Records from a data collection:

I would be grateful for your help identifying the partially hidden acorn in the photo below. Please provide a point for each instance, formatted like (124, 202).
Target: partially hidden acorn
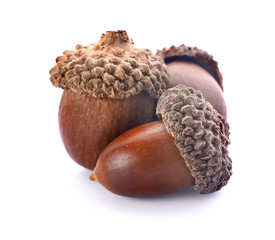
(187, 147)
(109, 87)
(195, 68)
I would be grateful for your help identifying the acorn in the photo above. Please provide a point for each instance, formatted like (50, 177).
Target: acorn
(195, 68)
(109, 88)
(187, 147)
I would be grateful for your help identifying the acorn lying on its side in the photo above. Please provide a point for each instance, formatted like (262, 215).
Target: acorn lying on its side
(188, 147)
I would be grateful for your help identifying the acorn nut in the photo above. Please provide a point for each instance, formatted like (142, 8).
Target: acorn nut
(188, 147)
(109, 87)
(195, 68)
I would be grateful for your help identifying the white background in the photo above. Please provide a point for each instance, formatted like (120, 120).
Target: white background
(45, 195)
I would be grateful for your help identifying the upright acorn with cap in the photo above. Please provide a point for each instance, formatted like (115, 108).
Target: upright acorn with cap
(109, 88)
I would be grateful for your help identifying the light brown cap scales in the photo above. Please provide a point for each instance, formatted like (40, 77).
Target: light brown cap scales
(111, 68)
(201, 134)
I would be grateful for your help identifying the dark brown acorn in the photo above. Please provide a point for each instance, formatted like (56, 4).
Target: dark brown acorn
(109, 87)
(188, 147)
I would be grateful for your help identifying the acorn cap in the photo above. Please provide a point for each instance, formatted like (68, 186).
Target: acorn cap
(111, 68)
(201, 134)
(192, 54)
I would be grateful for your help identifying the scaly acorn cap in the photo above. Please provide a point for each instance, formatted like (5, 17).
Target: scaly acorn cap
(201, 134)
(192, 54)
(111, 68)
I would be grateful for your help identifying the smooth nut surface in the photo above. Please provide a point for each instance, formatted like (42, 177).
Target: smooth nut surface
(192, 75)
(142, 162)
(88, 124)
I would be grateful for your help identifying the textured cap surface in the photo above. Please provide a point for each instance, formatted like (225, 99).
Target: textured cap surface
(200, 133)
(193, 54)
(111, 68)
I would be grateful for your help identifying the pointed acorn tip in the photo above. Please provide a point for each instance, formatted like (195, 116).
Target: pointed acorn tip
(93, 177)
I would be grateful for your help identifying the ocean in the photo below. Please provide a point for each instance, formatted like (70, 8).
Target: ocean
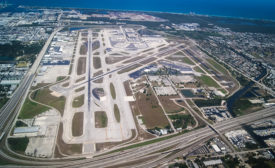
(257, 9)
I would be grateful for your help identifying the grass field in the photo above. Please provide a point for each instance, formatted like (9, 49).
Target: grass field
(113, 91)
(217, 66)
(44, 96)
(80, 79)
(83, 49)
(152, 113)
(31, 109)
(101, 119)
(208, 81)
(187, 61)
(198, 69)
(182, 120)
(77, 124)
(67, 149)
(18, 144)
(59, 78)
(97, 62)
(66, 84)
(95, 45)
(243, 106)
(78, 101)
(81, 66)
(79, 89)
(117, 113)
(169, 105)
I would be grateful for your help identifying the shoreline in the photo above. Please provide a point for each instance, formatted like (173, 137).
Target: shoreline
(162, 12)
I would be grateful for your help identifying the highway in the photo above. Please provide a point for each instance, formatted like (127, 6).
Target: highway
(10, 110)
(182, 141)
(7, 112)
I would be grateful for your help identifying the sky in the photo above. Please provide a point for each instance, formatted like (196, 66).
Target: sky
(263, 9)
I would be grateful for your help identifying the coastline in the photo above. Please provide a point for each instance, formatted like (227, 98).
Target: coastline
(162, 12)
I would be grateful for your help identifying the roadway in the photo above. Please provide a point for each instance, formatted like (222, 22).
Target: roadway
(127, 155)
(8, 112)
(182, 141)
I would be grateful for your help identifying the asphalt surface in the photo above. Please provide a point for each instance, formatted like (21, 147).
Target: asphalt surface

▶ SET PROBLEM
Reproduce every record above word for word, leaving out the pictures.

▶ OUTPUT BELOW
I would be grateful for your help identifying the partially hidden acorn in the photo below. Please provide a point for each instance, formatted like (124, 202).
Target: partially hidden acorn
(187, 147)
(109, 87)
(195, 68)
I would be grateful for your help identifying the acorn in the photo above. Please provide a point for each instance, formatted like (50, 177).
Target: acorn
(195, 68)
(109, 88)
(187, 147)
I would be grateful for your help identifying the acorn lying on its side in the photo above. Please provide a point for each instance, formatted like (262, 215).
Target: acorn lying on its side
(188, 147)
I would be grateful for your help identifying the acorn nut in the photo above. Please provide a point for each instance, formatted like (142, 8).
Target: acorn nut
(188, 147)
(109, 87)
(195, 68)
I would be grateful for your help identifying the white background in the photo above. Please provide a point for each instance, formatted like (120, 120).
Target: white background
(45, 195)
I would be grateful for your help identifying the upright acorn with cap in the photo above. Please provide a point for each instance, formatted like (115, 108).
Target: upright acorn with cap
(109, 88)
I would be grateful for your help identifying the light brown cap scales in the photo above. Please provide a point for each instance, formatted like (40, 77).
Target: light brown cap scales
(111, 68)
(201, 134)
I would be grateful for your help identifying the dark brown acorn in the photo above. Please provide a point for each instance, formatted like (56, 4).
Target: dark brown acorn
(109, 87)
(188, 147)
I would be grateful for your help identifying the acorn cap in the photo above. Please provide a point for each instance, formatted like (68, 186).
Target: acorn cap
(111, 68)
(201, 134)
(192, 54)
I would be grateful for your help identifying the scaly acorn cap in the photo above. Please provide a point for each instance, formatted like (5, 17).
Target: scaly acorn cap
(201, 134)
(192, 54)
(111, 68)
I would be grateful for your help identifying the smooth nut surface in the photo above. Please provide a point for each instance, formatted like (42, 177).
Target: smooth nut surface
(192, 75)
(142, 162)
(88, 124)
I would be grateful for your help identifying the textured cap surface in the photo above. Please provide a point for each instance, formatted like (225, 99).
Target: textured cap surface
(200, 133)
(193, 54)
(111, 68)
I would be grateful for your help identifying the pointed acorn tip in the photo above. Please provide a point for each instance, formatted like (195, 116).
Target: pointed acorn tip
(93, 177)
I would be grateful for your help identifying the ocean in the photo below. Please provide a point for each instance, formatted like (70, 8).
Target: ocean
(257, 9)
I would be grateful for your help identifying the grass field in the photo above. Please provide a point for each instance, formatted like (9, 49).
Target: grass field
(113, 91)
(217, 66)
(44, 96)
(80, 79)
(83, 49)
(152, 113)
(31, 109)
(101, 119)
(208, 81)
(187, 61)
(198, 69)
(182, 120)
(77, 124)
(67, 149)
(18, 144)
(59, 78)
(97, 62)
(66, 84)
(95, 45)
(243, 106)
(78, 101)
(81, 66)
(79, 89)
(117, 113)
(169, 105)
I would be grateful for your help identifying the shoreline in the photo above. Please provide a point for each instance, formatted like (173, 137).
Target: shoreline
(162, 12)
I would be grateful for your help identifying the highway in the photo above. Please provide a point for each instance, formatted like (127, 6).
Target: highway
(10, 110)
(182, 141)
(7, 112)
I would be grateful for your help identifying the sky in the photo above. Please provide a point for each instance, formatted like (196, 66).
Target: sky
(263, 9)
I would be grateful for your help identifying the coastline in the photo above. Please provide a point for each instance, formatted like (227, 98).
Target: coastline
(162, 12)
I would be grateful for your help identifying the roadway in the photo above. Please provide a point for each instance, formatted like (222, 22).
Target: roadway
(127, 155)
(8, 112)
(182, 141)
I would be grateful for your help identifying the asphalt surface in the photo above. Please provide a point for each instance, formatted like (21, 147).
Target: asphalt surface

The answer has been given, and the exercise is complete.